> **Instruction**
Write the data out again exactly, dropping any images it holds.

> **Location identification entries**

● ● ● ●

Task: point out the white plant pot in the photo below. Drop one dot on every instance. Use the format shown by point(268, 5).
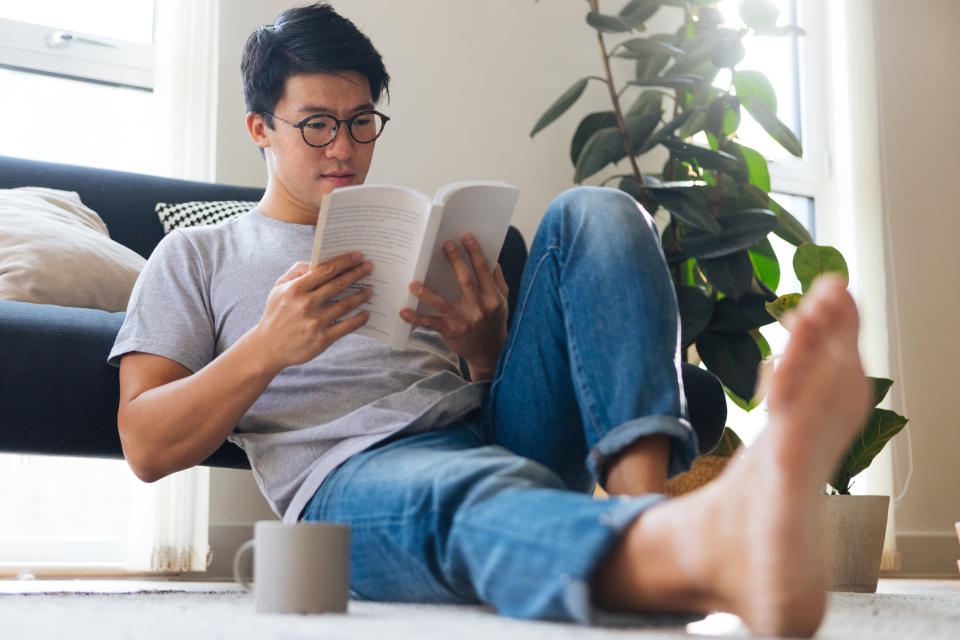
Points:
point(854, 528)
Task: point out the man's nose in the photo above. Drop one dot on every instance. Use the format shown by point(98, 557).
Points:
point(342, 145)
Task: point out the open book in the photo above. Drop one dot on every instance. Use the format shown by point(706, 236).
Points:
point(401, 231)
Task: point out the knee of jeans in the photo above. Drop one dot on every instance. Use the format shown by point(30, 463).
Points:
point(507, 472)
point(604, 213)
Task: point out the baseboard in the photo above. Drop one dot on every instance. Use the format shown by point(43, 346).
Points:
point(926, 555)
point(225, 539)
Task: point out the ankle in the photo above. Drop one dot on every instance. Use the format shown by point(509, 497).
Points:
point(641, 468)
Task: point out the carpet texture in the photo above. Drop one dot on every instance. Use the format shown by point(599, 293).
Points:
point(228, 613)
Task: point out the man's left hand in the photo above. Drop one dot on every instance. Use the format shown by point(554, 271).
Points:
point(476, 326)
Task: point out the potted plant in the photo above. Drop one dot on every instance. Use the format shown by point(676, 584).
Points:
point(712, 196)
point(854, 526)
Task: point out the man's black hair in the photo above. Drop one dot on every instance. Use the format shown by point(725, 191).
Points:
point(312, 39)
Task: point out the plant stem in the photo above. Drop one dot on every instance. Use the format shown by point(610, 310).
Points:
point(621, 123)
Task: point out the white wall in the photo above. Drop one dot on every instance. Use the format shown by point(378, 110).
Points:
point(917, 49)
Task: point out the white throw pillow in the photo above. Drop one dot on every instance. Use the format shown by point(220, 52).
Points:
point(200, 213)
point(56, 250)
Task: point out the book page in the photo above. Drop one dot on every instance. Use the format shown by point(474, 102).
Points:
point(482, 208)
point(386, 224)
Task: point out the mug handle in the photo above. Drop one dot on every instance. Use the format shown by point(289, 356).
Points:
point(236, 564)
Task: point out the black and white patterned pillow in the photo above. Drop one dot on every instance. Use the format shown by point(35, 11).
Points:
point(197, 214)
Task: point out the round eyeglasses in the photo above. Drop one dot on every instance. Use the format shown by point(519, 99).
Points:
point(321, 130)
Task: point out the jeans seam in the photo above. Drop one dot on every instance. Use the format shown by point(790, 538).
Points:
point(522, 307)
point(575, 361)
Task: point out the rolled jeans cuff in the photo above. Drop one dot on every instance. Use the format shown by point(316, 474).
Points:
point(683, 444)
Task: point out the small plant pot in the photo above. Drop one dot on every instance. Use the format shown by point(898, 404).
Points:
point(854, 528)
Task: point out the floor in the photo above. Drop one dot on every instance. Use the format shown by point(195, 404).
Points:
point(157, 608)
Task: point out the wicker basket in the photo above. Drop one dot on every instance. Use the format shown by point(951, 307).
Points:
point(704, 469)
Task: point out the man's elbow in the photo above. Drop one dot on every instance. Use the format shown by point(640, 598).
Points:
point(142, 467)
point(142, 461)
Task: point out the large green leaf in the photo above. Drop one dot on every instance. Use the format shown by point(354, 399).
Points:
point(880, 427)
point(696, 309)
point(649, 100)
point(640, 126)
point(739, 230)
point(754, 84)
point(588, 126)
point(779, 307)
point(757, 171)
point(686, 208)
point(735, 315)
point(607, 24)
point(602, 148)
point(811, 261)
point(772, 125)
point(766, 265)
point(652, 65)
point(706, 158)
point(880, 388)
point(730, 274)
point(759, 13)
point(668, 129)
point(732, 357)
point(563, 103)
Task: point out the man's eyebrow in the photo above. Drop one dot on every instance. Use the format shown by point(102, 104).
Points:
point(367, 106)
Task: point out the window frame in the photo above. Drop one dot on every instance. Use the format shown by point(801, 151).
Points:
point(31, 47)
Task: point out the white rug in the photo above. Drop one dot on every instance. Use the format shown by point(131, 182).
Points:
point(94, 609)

● ● ● ●

> **Complete output**
Task: point out the white plant pot in the photo below. Drop one dot on every instance. Use the format shown by point(268, 5).
Points:
point(854, 528)
Task: point out the man's nose in the photo above. Drop one dot on every instance. Use the format shown by point(98, 557).
Points:
point(342, 145)
Task: point out the open book in the photo above. Drop one dot on every instance. Use the format shown by point(706, 236).
Points:
point(401, 231)
Task: point out the knee of jeans in the photo above. Drop one dot on every instance. Use the format shown by point(30, 463).
Points:
point(507, 472)
point(604, 213)
Task: point out the baseboard in the photo above. Drop one dot on every instance. Use the format shown by point(43, 346).
Points:
point(926, 555)
point(225, 539)
Task: point out the ankle in the photo above. Drop one dot on every instance. Use the format shown by point(509, 497).
Points:
point(641, 468)
Task: point out the carpet texture in the photo above. Drop one dot on every instance. Use the format shown by point(599, 293).
Points:
point(228, 613)
Task: point out the man's left hand in the photo above. Drop one dot on every instance. Use the format shown by point(554, 271).
Points:
point(476, 326)
Task: point out the potted plant in the photo above. Drop one dot on every instance. Use the format shown by point(676, 584).
Points:
point(712, 196)
point(854, 526)
Task: point out the man's black hair in the photo above. Drop one dot on every instance. Use the format shown by point(725, 191).
Points:
point(312, 39)
Task: point out the plant stem in the photo above. Drop one dot on every instance. Use the format shown by point(610, 310).
Points:
point(621, 123)
Task: point out the white wall in the photo above. Drop one dot on every instance. Use the format shown by point(378, 110).
Points:
point(917, 49)
Task: point out the white throw pillow in the photo above. Drop one dot on every instance. Use the format shown by point(220, 52).
Points:
point(200, 213)
point(56, 250)
Task: point out the book page in the photo above. Drop one dot on every instance. Use the format shown by point(474, 102).
Points:
point(482, 208)
point(386, 224)
Task: point out the mug handle in the photo above. Drop one dot on every instance. Use the format shown by point(289, 356).
Points:
point(236, 564)
Task: point out the black and white patterned pillow in the photo above. Drop one dot on every instance. Use the format shown by point(35, 11).
Points:
point(197, 214)
Task: point out the round eyeglasses in the photo above. Drop one dot on every instance. Use the format shown by point(519, 99).
Points:
point(321, 130)
Task: point out the jeans seam in the photo above. Drop one dot on every instance. Use the format shown by point(790, 538).
Points:
point(522, 307)
point(575, 361)
Task: point out the rolled jeans cuff in the photo above. Drop one dot on every instance. Use the format shown by point(316, 474).
Points:
point(683, 444)
Task: point out the small plant pot in the photo above. Drop one dot on every instance. Use the format shown by point(898, 404).
Points:
point(854, 528)
Task: point out the floor in the photo above. Drop one dot on every instance. Use the format shown by point(195, 404).
Points:
point(157, 608)
Task: point out the wicker basket in the photo above. Drop one dot on every instance. Use the format shown by point(951, 307).
Points:
point(704, 469)
Task: point out the man's elbow in the photo above. Drop one dot on every instance. Use the format shown by point(640, 598).
Points:
point(142, 467)
point(142, 461)
Task: point out the large green leaf in the photo above. Drop one dot on every instance. Use the format shown by point(354, 399).
Points:
point(880, 427)
point(696, 309)
point(649, 100)
point(640, 126)
point(739, 230)
point(754, 84)
point(588, 126)
point(779, 307)
point(757, 171)
point(686, 208)
point(735, 315)
point(607, 24)
point(602, 148)
point(811, 261)
point(772, 125)
point(766, 265)
point(652, 65)
point(706, 158)
point(880, 388)
point(730, 274)
point(759, 13)
point(668, 129)
point(732, 357)
point(563, 103)
Task: point out the man's eyebrow in the photo above. Drop one dot on every instance. Use the format shown by point(102, 104).
Points:
point(367, 106)
Task: point out the window frame in the photo above. Drop one dot on every instance. Use the format shown by point(801, 151).
Points:
point(31, 47)
Task: point out the white rug in the photo above. Drop one dot on every instance. Use the format shown by point(131, 182).
Points:
point(94, 609)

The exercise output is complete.